#### Metin alıntısı:

━━━━

Bu anlayışla hem bireysel hem de ticari tarafta verdikleri finansman desteğinde hız kesmeyerek ülke ekonomisine 76 milyar liralık katkı sağladıklarını bildiren Akşam, kullandırılan fonları yüzde 29, gayrinakdi finansmanları ise yüzde 55 büyütmelerinde bu stratejinin payının büyük olduğunu vurguladı.

Akşam, ‘Aktif büyüklüğümüz 2020 yılı aralık sonuna göre yüzde 42 artışla 116 milyar TL’ye ulaştı. Ayrıca, sürdürülebilir büyümenin devamı için gerekli olan güçlü sermaye yapımızı koruyup yasal öz kaynaklarımızı yüzde 35 arttırarak 10 milyar TL’nin üzerine çıkarttık.’ ifadelerini kullandı.

Türkiye Finans olarak 2022 yılında ilk 10 banka arasına girme hedefini koruduklarını belirten Akşam, Banka’nın ana stratejilerinden birinin üretim, ticaret ve ihracata katkı sağlamak olduğunu kaydetti.

Bu alanlarda büyümenin öncülüğünü yapacaklarını, dijital bankacılık yetkinlikleriyle insan odaklı bankacılık anlayışını harmanlayarak toplumun farklı kesimlerini fonlamanın yanı sıra reel sektöre nakdi ve gayrinakdi finansman desteği sunmaya devam edeceklerini bildiren Akşam, ‘Türkiye’nin üreticisi, esnafı ve finans kuruluşlarıyla yılda en az 500 milyar dolar ihracat yapabilecek kapasitede olduğunu biliyor ve bu hedefi yakalayacağımızı öngörüyoruz. Türkiye Finans olarak bu hedefin gerçekleşmesi için toplumun farklı kesimlerine her türlü desteği vermeye hazırız.’ ifadelerini kullandı.

━━━━

#### Verilen malzeme:
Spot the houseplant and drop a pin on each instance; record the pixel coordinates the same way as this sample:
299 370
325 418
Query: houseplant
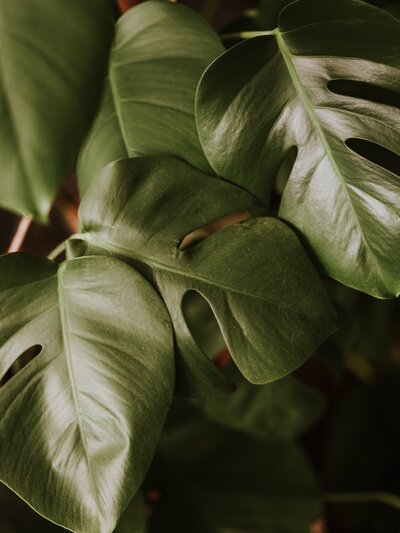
187 135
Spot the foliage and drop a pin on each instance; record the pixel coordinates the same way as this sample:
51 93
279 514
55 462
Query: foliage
189 136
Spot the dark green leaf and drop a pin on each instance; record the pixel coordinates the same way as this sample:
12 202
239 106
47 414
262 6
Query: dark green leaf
133 520
161 50
328 82
219 481
275 412
362 455
80 422
52 60
261 286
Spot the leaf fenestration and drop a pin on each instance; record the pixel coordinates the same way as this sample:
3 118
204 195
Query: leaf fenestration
85 415
272 92
262 288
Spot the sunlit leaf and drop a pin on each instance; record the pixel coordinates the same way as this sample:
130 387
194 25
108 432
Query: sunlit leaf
327 81
53 58
258 280
159 54
79 423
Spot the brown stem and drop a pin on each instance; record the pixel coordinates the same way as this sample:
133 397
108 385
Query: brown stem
20 234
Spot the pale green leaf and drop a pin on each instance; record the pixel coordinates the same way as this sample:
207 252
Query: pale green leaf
275 92
80 423
258 280
160 51
53 58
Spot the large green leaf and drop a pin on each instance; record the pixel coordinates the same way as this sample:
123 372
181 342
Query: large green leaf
79 423
218 481
52 61
259 282
161 50
274 92
17 517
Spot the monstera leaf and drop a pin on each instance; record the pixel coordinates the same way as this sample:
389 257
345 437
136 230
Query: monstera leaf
80 422
52 60
327 82
275 412
259 282
216 481
161 50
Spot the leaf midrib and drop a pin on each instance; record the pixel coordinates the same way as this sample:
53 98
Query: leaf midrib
310 110
67 352
156 265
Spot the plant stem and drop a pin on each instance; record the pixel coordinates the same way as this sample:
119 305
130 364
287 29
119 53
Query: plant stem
57 251
20 234
246 34
386 498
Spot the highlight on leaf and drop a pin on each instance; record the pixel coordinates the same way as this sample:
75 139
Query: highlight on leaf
317 82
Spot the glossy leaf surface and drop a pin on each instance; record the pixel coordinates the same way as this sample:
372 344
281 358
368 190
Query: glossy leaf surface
327 82
160 51
258 280
53 58
275 412
80 422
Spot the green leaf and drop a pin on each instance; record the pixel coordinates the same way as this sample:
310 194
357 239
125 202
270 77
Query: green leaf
259 282
220 481
52 60
278 411
362 455
133 520
80 422
327 81
17 517
161 50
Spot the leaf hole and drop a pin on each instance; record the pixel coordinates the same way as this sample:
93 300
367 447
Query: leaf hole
376 153
285 169
20 362
366 91
195 237
203 325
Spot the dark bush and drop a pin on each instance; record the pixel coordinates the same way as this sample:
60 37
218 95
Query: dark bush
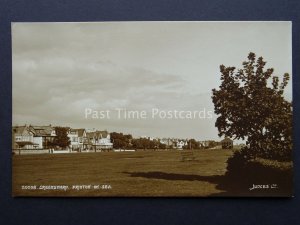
243 170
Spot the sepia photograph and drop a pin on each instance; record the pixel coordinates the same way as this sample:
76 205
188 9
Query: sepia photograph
152 109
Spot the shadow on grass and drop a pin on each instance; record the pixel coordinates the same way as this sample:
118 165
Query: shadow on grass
229 187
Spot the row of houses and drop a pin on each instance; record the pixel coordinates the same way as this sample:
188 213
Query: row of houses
226 143
41 137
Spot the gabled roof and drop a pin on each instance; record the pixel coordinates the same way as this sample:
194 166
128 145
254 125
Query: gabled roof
41 131
80 131
19 130
97 134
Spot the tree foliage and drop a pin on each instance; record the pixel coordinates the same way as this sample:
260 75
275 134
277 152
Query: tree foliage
250 105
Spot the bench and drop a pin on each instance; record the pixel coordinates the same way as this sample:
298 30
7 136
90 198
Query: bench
187 156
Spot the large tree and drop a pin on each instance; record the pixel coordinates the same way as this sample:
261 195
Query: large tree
250 105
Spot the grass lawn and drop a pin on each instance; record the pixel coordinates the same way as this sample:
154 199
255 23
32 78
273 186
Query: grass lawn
142 173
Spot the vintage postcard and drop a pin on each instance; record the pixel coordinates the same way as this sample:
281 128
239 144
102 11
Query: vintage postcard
152 109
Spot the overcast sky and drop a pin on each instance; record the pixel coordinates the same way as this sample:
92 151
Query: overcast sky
59 69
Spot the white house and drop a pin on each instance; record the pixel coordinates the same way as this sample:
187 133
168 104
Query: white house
98 140
23 138
43 135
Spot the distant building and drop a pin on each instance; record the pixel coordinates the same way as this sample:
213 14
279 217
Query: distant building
32 137
98 140
23 138
227 143
43 135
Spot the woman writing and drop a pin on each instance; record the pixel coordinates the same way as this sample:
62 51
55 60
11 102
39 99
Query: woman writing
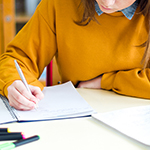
97 43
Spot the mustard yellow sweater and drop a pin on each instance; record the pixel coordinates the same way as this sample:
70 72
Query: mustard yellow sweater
82 52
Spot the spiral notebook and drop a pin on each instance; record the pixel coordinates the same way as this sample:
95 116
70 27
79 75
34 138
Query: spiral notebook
59 102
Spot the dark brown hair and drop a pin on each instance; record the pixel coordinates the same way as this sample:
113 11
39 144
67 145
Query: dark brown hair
89 14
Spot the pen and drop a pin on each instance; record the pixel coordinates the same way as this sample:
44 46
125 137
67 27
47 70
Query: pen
11 136
9 146
4 130
22 77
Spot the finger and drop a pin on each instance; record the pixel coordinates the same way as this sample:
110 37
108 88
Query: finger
36 91
21 88
18 101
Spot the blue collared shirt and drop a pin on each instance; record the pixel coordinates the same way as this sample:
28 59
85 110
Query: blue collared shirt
128 12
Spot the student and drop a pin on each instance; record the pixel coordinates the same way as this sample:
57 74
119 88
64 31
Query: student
97 44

━━━━

#### Yapılacak iş:
Lütfen metin alıntısında geçen tüm yüzde oranlarını, her birinin neye ait olduğuyla birlikte sıralayın. Verilen malzeme, metin alıntısından ayrı ve bağımsız bir içeriktir.

#### Görevin çıktısı:
- Yüzde 29: kullandırılan fonlardaki büyüme
- Yüzde 55: gayrinakdi finansmanlardaki büyüme
- Yüzde 42: 2020 yılı aralık sonuna göre aktif büyüklükteki artış
- Yüzde 35: yasal öz kaynaklardaki artış